### List of tasks
**1)** Quote from the report on Washington State's Death With Dignity Act the part that opens with the words "Washington State’s Death" and closes with "physician-assisted suicide law.".
**2)** Extend the report on Washington State's 2013 assisted suicide figures, beginning after its final sentence.

===== Extract provided =====

Washington State’s Death With Dignity Act: 2013 Annual Report.

Official report on the implementation of physician-assisted suicide in the U.S. State of Washington in 2013.

Official data have just been released relating to deaths in 2013 under Washington State’s physician-assisted suicide law. 

The latest figures show a 43 per cent increase in deaths caused by ingestion of lethal drugs supplied to patients under the terms of Washington’s 2008 law.  As a result the number of deaths from physician-assisted suicide is more than three times the number in the first year (2009) of the law’s operation.  While the 2009 baseline figure covered only 10 months and is not therefore on all fours with the figures for succeeding years, the number of assisted suicide deaths has risen in every year since the law came into force. 

The unusual feature of the 2013 report is the size of the increase.  The latest figure may also be on the low side as it does not take account of some recipients of lethal drugs who died during 2013 but whose “ingestion status is unknown”.

===== Supplied information =====

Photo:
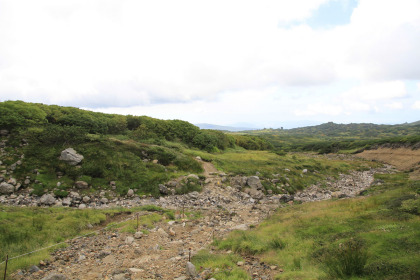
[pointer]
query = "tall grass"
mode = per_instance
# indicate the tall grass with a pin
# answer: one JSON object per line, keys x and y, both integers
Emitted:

=====

### List of answers
**1)**
Washington State’s Death With Dignity Act: 2013 Annual Report.

Official report on the implementation of physician-assisted suicide in the U.S. State of Washington in 2013.

Official data have just been released relating to deaths in 2013 under Washington State’s physician-assisted suicide law.

**2)**
The reasons given by those to whom lethal drugs were dispensed, including “losing autonomy” and “less able to engage in activities making life enjoyable”, will be familiar to those who have read the annual reports on neighbouring Oregon’s assisted suicide law.  Interestingly, 61 per cent of those who received lethal drugs in Washington in 2013 gave as a reason for seeking assisted suicide being a “burden on family, friends or caregivers”.  Inadequate pain control or the fear of it came low down in the list.